*O QUE FAZER:*
a) No texto da página, Pawel Goldin afirma que os golfinhos não são apenas criaturas fofas. Explique em que ele apoia essa afirmação.
b) Transcreva, sem alterações, o trecho do texto da página que começa em "Enquanto caía uma" e termina em "reuniram para assistir.".

A vítima foi encontrada ao longo de um trecho de praia perto da cidade portuária de Odesa, no sul da Ucrânia, no início deste verão, causa da morte desconhecida.
Enquanto caía uma chuva fina no campo aberto onde seria realizada a necropsia, policiais, um representante do Ministério Público local e testemunhas civis se reuniram para assistir.
Na praia havia um boto. Eles estão sendo mortos em bandos nas margens do Mar Negro.
“Os golfinhos não são apenas criaturas fofas”, disse Pawel Goldin, 44, doutor em zoologia especializado em populações de mamíferos marinhos no Centro Científico Ucraniano de Ecologia do Mar, antes da necropsia. “Eles são criaturas fundamentais para o ecossistema marinho. Se os golfinhos estiverem em más condições, todo o ecossistema estará em más condições”.

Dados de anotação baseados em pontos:
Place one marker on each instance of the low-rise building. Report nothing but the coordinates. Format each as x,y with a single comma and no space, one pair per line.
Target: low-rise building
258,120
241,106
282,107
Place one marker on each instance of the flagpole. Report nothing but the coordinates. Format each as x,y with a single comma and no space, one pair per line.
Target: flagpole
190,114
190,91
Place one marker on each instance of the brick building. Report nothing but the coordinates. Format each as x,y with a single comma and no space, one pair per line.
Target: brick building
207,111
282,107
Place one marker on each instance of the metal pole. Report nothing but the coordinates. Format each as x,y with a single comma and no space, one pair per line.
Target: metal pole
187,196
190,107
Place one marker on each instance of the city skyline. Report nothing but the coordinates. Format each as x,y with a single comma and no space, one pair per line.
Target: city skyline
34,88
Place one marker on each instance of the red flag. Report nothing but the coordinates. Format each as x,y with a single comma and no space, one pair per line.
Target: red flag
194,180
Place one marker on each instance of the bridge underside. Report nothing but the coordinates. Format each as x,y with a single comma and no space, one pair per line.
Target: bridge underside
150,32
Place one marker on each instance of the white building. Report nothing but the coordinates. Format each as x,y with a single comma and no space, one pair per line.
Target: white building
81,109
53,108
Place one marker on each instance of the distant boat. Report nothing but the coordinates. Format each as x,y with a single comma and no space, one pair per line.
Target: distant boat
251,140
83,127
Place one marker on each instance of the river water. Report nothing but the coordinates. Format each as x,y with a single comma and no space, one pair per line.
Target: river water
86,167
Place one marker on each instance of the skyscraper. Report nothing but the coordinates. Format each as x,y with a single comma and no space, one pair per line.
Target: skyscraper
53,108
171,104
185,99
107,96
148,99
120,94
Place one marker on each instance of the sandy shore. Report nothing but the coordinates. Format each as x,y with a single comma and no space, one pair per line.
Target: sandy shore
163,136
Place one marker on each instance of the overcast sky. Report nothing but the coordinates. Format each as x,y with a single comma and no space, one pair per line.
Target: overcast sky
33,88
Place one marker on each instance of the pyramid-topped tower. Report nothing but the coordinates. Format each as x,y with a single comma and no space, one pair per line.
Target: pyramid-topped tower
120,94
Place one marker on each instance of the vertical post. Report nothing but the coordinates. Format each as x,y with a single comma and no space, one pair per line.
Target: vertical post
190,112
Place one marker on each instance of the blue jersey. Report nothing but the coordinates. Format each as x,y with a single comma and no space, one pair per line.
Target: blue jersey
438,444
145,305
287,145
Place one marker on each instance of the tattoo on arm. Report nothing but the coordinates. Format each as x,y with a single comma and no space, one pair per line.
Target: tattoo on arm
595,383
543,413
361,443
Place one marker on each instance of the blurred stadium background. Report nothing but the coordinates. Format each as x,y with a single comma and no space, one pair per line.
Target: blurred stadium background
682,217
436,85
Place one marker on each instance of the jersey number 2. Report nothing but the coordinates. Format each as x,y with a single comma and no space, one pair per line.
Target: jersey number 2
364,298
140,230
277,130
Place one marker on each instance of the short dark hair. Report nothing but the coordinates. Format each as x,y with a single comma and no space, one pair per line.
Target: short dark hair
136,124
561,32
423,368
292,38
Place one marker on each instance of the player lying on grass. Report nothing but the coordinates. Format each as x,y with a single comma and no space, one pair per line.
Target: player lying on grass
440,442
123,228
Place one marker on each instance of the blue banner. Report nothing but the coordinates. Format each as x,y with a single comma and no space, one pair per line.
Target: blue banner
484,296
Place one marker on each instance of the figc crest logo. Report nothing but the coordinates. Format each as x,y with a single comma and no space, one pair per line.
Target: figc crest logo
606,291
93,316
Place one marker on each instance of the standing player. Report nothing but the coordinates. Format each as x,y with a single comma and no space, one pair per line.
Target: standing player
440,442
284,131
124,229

*TAREFAS RESOLVIDAS:*
a) Ele a apoia no papel dos golfinhos no ambiente marinho: são criaturas fundamentais para o ecossistema, de modo que, se estiverem em más condições, todo o ecossistema estará em más condições.

b)
Enquanto caía uma chuva fina no campo aberto onde seria realizada a necropsia, policiais, um representante do Ministério Público local e testemunhas civis se reuniram para assistir.